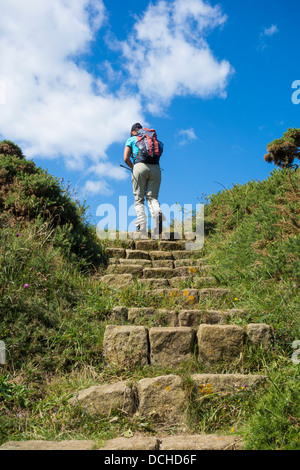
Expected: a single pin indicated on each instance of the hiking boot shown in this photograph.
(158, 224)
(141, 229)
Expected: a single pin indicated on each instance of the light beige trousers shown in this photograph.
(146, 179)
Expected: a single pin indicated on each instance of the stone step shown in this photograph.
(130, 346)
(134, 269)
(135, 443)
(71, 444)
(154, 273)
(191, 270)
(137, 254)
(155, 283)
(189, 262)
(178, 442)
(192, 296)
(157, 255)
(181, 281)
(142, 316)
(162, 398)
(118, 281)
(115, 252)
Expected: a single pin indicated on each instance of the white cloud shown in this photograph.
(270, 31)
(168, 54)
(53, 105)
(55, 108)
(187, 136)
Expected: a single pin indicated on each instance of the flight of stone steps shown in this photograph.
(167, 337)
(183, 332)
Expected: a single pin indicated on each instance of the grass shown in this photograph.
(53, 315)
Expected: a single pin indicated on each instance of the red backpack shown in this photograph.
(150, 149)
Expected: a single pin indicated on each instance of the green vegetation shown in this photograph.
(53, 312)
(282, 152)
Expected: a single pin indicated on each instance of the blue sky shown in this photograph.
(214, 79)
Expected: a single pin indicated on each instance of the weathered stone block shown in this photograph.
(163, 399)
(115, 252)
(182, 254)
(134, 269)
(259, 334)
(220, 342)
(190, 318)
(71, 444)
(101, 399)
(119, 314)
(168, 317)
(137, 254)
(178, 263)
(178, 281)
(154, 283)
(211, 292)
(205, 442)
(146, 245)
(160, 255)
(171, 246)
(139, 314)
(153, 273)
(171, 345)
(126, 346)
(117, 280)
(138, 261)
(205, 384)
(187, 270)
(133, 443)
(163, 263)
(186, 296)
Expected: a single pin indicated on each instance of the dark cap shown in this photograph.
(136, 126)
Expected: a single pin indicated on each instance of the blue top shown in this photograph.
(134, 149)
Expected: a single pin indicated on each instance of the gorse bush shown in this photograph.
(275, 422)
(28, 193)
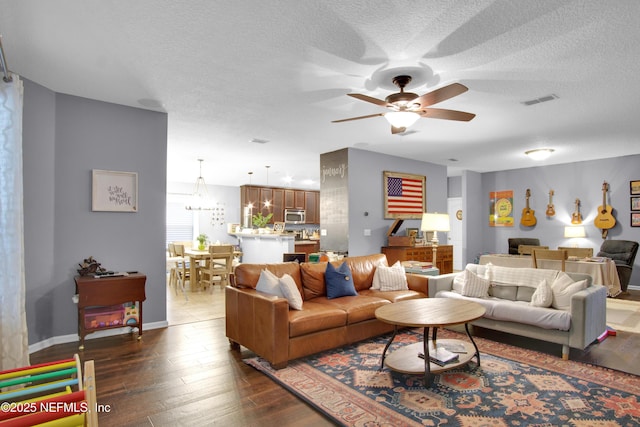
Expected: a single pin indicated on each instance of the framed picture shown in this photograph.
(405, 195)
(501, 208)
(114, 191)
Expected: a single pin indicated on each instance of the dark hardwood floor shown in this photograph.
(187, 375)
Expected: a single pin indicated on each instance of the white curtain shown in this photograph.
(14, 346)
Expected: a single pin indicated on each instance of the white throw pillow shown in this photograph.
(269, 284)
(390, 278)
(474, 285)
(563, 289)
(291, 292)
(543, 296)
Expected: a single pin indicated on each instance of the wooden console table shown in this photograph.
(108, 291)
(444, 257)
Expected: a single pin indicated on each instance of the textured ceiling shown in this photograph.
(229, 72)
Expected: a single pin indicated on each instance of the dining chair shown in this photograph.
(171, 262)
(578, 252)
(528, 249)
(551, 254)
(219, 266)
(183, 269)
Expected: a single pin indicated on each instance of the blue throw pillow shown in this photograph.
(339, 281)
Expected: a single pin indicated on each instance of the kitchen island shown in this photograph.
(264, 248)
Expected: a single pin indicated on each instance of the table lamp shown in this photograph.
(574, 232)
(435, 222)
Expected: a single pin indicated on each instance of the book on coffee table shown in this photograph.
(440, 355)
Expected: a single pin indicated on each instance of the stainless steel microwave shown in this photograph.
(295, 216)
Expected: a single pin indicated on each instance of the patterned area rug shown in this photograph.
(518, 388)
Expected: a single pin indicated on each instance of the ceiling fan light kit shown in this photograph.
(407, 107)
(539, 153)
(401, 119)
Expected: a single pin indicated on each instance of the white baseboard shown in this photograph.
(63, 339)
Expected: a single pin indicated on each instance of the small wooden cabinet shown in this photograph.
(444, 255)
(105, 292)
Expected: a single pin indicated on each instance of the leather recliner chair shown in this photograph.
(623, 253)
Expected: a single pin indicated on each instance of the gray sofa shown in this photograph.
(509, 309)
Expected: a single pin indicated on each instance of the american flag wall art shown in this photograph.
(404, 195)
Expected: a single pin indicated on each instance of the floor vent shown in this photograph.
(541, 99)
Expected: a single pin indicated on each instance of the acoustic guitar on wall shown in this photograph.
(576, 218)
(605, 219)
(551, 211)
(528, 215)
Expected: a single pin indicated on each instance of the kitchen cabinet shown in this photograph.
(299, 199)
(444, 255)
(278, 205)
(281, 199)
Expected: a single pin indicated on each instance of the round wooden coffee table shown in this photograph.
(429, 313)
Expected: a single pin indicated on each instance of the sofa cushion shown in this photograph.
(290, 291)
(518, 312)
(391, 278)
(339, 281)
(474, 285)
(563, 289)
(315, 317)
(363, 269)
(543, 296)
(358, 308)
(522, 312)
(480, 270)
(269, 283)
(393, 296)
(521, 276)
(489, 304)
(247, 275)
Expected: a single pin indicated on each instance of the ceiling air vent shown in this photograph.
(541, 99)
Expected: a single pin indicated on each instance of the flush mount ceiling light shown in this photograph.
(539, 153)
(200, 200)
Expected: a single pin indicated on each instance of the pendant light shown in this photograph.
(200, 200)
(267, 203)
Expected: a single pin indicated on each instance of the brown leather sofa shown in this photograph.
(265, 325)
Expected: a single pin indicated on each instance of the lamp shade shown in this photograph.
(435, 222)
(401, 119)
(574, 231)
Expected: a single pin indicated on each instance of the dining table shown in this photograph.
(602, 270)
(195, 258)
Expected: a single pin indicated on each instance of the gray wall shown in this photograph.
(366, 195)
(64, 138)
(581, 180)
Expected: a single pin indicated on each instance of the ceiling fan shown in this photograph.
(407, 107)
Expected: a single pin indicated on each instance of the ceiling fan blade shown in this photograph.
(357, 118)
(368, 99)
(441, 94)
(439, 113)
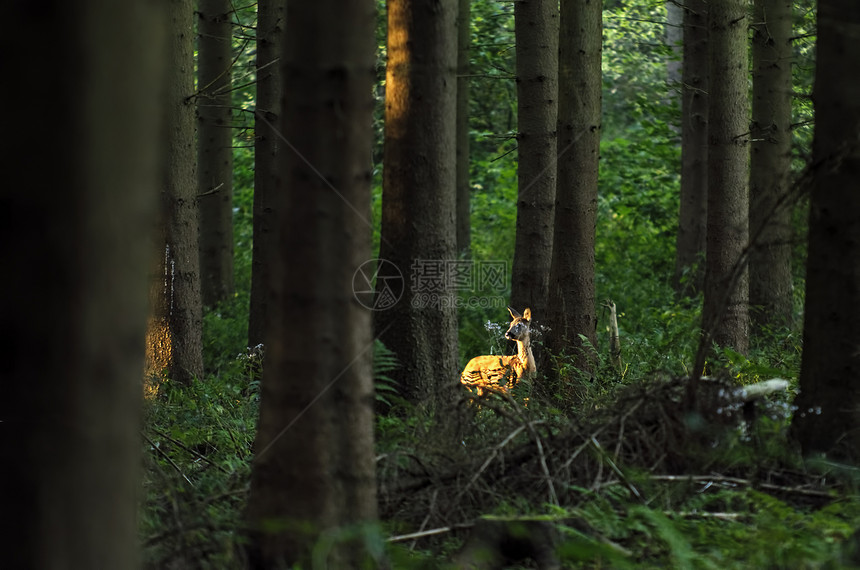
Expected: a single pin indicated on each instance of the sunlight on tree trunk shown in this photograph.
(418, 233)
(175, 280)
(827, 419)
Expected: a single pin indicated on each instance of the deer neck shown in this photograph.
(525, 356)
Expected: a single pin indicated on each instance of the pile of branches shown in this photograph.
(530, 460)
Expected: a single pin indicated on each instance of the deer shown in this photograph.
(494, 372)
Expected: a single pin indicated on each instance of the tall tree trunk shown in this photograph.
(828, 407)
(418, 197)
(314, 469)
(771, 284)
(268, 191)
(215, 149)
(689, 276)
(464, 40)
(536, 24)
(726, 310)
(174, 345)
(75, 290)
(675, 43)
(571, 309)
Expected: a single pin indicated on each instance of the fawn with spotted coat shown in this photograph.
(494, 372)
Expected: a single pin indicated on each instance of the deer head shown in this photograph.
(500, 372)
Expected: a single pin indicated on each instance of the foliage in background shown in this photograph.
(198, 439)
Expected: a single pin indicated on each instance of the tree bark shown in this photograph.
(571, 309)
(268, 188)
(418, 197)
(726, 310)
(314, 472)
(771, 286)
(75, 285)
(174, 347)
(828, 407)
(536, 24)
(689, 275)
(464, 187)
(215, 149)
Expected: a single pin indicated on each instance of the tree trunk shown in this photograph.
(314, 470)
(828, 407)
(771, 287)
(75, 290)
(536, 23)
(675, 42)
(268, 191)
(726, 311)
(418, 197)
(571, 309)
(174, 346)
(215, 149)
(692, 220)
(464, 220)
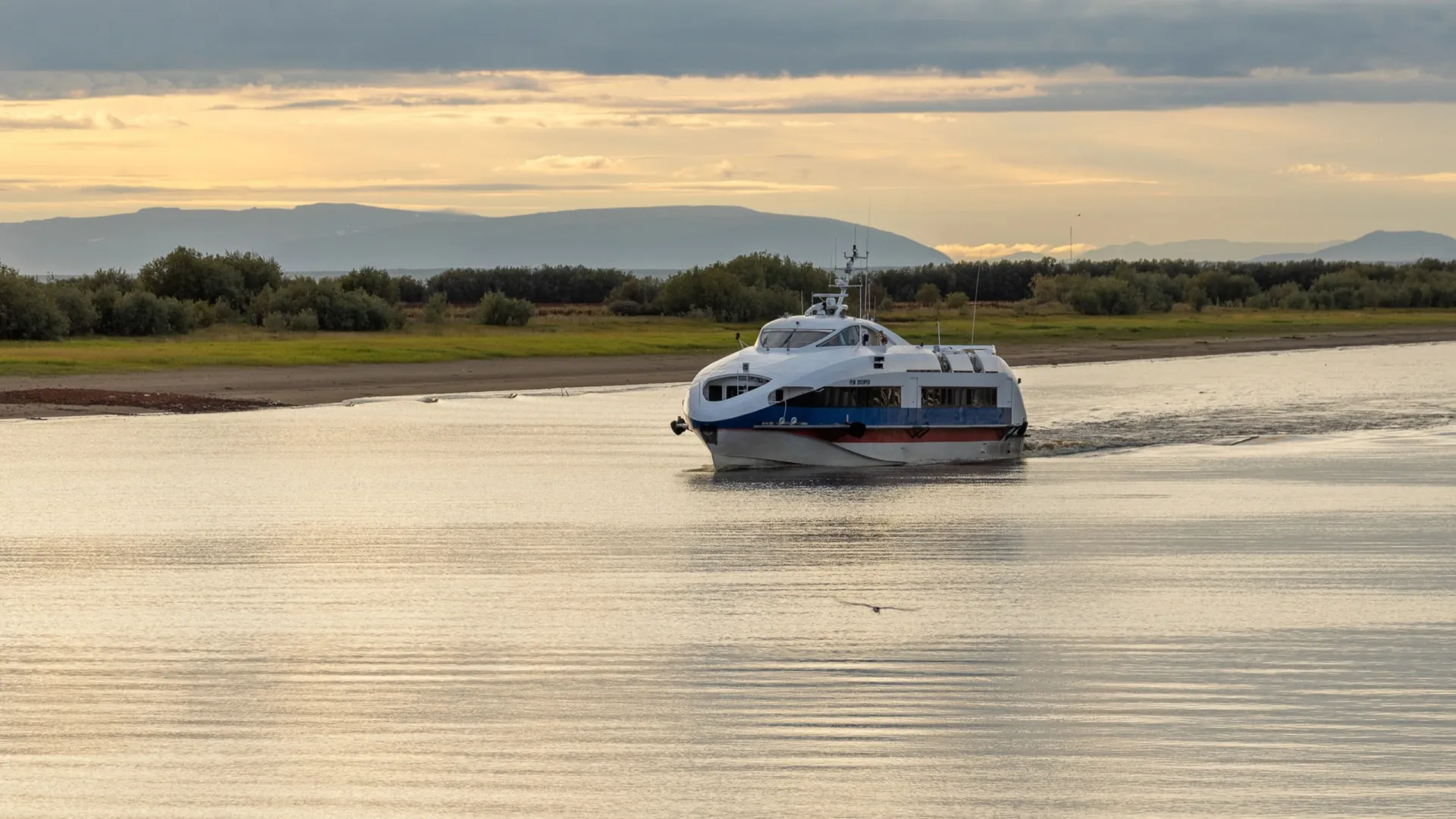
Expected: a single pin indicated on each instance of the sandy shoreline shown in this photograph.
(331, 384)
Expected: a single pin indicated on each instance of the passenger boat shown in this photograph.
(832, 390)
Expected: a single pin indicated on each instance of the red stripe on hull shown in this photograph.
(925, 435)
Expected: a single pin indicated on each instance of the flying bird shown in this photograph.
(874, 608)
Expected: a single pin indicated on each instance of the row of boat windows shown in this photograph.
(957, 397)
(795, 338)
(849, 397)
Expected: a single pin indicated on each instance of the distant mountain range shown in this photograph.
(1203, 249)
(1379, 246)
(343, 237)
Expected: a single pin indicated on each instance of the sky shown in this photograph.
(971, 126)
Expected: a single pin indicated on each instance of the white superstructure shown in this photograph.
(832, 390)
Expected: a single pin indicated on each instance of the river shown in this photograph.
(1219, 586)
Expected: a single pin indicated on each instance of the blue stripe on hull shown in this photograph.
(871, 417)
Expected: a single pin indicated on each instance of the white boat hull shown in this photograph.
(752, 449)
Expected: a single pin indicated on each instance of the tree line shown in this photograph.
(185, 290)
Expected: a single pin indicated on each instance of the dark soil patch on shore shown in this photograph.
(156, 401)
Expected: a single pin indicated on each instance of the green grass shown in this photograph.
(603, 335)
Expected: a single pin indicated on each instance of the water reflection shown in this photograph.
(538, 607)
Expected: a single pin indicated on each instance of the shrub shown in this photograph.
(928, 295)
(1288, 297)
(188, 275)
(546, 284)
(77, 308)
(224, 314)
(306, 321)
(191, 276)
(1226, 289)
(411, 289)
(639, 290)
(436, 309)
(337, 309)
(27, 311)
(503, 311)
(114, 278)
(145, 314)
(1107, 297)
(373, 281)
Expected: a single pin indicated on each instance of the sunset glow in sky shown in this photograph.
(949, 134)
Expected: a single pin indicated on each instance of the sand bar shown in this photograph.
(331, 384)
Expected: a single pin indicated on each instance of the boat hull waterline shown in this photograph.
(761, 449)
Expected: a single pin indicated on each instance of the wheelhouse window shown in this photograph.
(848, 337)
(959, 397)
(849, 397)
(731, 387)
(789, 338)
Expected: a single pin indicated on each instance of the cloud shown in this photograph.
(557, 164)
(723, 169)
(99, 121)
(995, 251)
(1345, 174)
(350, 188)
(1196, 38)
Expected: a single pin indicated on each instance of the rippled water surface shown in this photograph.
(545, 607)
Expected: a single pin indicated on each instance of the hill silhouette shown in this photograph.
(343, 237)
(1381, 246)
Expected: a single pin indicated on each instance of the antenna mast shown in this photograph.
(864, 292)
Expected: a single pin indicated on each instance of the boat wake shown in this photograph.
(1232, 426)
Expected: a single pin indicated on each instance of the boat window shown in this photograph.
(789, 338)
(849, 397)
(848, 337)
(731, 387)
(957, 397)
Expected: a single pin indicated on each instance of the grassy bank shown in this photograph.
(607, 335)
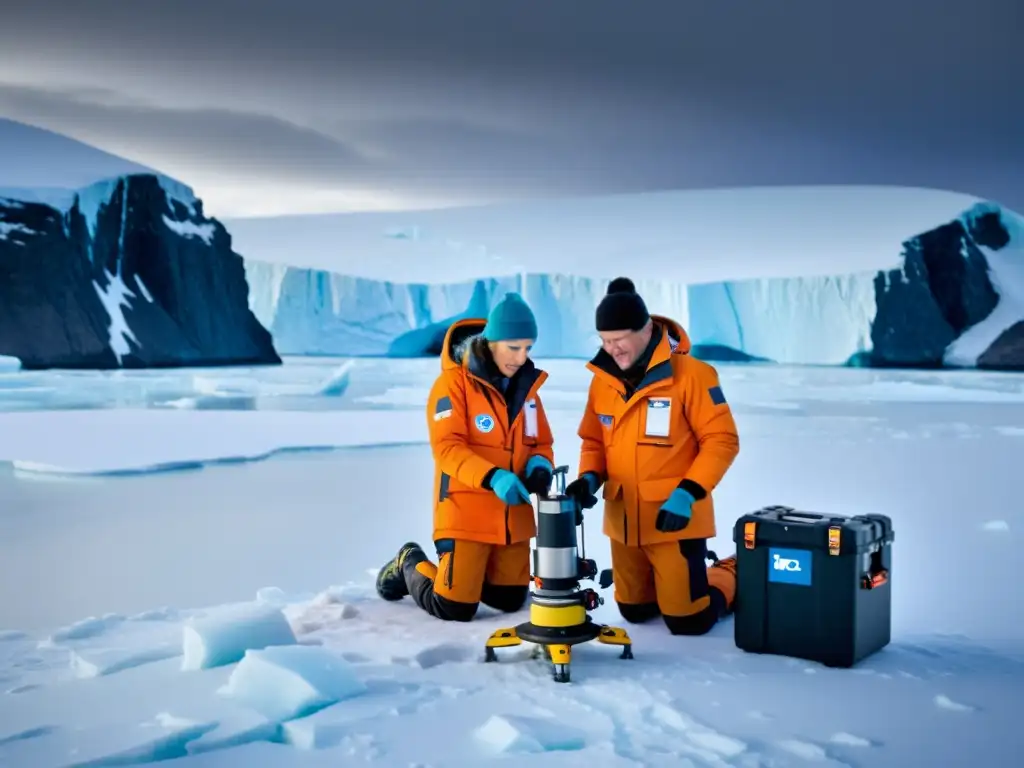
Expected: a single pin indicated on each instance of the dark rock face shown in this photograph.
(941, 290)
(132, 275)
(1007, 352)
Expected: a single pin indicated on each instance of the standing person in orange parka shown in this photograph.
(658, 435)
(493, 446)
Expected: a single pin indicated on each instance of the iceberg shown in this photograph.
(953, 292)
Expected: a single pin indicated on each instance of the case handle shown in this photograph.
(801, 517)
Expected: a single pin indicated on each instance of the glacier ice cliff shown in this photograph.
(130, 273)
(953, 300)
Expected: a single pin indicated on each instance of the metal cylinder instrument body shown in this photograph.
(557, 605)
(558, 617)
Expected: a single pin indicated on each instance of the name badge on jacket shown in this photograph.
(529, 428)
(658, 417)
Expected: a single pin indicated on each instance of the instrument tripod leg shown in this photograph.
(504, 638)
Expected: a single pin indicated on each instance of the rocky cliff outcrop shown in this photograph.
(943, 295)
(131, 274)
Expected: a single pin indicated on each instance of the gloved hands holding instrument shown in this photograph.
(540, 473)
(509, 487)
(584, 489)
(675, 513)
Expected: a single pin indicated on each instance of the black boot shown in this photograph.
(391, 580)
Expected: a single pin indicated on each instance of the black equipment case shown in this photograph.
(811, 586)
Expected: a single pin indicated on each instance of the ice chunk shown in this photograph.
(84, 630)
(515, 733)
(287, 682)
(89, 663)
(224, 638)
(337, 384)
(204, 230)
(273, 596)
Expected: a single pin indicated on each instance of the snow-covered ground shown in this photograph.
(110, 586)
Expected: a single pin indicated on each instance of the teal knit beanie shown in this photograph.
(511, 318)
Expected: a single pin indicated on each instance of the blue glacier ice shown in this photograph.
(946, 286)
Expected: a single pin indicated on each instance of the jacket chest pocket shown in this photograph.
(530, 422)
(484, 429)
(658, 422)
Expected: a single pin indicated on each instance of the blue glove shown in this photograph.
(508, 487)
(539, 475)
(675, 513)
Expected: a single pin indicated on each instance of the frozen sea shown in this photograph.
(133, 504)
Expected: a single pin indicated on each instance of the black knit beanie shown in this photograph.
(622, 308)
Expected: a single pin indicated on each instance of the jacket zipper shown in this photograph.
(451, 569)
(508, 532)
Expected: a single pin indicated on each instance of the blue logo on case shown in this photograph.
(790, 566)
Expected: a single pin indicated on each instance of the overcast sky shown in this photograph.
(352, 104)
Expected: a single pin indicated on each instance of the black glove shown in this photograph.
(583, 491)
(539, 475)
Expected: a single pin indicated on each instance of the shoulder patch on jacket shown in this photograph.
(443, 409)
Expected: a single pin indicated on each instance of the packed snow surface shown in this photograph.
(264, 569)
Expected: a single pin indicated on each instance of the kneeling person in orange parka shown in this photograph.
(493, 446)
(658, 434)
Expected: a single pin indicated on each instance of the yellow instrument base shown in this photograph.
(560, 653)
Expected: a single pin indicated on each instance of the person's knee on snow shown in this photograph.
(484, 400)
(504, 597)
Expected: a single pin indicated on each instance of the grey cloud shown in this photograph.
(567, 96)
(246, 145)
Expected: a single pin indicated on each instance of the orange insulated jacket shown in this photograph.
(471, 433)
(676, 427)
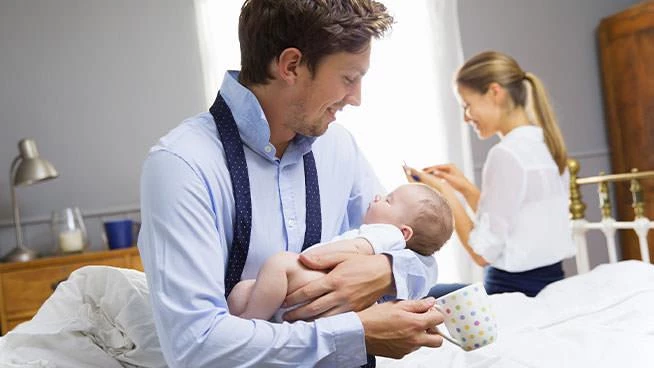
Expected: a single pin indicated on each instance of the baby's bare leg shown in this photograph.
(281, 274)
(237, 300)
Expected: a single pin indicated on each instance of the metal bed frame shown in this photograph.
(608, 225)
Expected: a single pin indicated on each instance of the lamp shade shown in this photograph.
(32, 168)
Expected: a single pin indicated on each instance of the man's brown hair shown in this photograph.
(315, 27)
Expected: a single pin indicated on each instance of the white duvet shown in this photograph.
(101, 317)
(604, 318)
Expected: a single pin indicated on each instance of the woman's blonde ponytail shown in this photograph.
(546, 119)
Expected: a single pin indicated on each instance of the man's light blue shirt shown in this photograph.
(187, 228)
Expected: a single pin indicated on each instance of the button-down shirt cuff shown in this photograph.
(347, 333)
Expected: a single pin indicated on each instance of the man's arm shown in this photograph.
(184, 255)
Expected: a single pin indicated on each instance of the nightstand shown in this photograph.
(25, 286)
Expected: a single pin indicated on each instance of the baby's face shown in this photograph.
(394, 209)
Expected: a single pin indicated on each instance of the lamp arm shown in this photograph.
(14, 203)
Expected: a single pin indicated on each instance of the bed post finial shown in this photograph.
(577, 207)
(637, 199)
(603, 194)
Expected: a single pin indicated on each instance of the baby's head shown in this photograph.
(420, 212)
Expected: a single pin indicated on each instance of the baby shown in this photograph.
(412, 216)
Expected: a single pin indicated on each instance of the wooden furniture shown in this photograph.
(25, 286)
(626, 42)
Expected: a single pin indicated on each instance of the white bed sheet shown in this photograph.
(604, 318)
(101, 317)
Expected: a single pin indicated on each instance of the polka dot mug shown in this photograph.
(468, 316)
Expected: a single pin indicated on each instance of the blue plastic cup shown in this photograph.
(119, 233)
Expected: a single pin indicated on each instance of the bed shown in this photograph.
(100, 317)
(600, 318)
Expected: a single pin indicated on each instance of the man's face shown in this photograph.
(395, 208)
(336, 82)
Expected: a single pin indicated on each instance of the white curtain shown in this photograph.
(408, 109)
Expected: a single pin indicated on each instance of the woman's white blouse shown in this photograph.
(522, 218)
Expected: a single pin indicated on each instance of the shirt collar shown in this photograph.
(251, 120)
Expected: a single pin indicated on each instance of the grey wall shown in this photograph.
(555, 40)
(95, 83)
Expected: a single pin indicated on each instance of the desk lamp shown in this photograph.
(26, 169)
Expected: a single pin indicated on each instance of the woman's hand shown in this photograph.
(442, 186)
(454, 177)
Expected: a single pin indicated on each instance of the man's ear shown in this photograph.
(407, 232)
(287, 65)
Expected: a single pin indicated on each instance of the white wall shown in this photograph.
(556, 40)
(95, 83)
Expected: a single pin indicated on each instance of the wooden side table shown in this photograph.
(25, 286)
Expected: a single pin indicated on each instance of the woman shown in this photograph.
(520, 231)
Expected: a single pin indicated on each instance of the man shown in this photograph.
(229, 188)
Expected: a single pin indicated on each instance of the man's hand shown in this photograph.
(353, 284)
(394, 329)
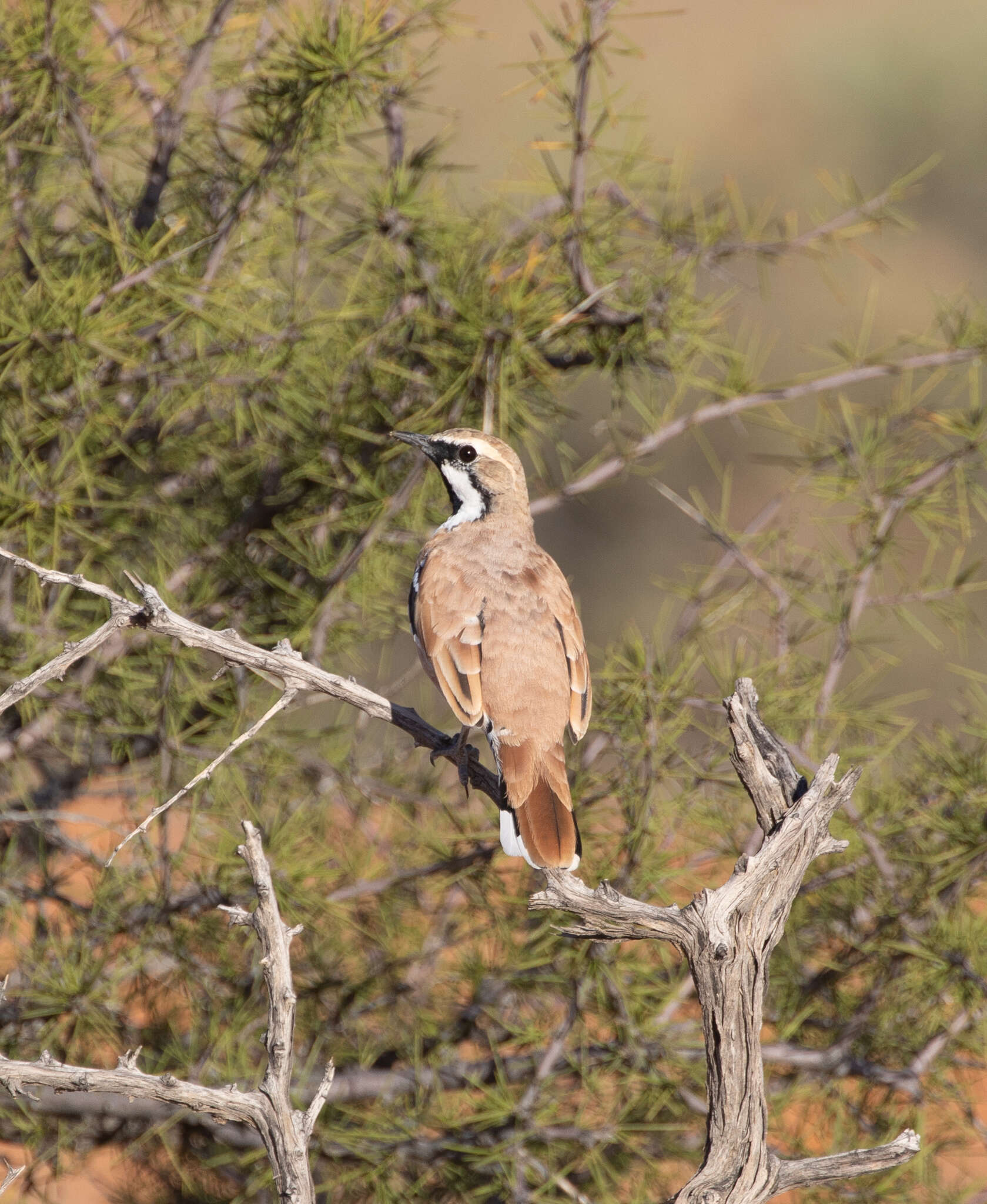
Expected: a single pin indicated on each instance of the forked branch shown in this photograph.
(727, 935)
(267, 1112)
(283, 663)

● DESCRIPTION OF THE TASK
Write out exactly the lines from the line containing "woman's hand shown in this photograph." through the last line of the listing above, please, and leave out any pictures.

● TASK SOLUTION
Expected: a single pin indicated on each instance of the woman's hand shown in this photograph.
(442, 186)
(454, 177)
Expected: a single pin indicated on each instance of the man's ear shown in this photograph.
(407, 232)
(287, 65)
Expected: a single pin indicated on each instance of the white wall shown in this photograph.
(556, 40)
(95, 83)
Expected: a single pin indicated on each instance of the wooden side table shown in this photograph.
(25, 286)
Expected: a single pin indicated on each instance of the woman shown in this photograph.
(520, 231)
Expected: a single pin indicated on each instance of the man shown in this photograph.
(229, 188)
Expected: a single pin indicated on each instance of the man's hand shown in this photograph.
(353, 284)
(394, 329)
Expected: a single pin indicated on each instance of the forked branch shown in this photograph.
(727, 935)
(267, 1112)
(283, 663)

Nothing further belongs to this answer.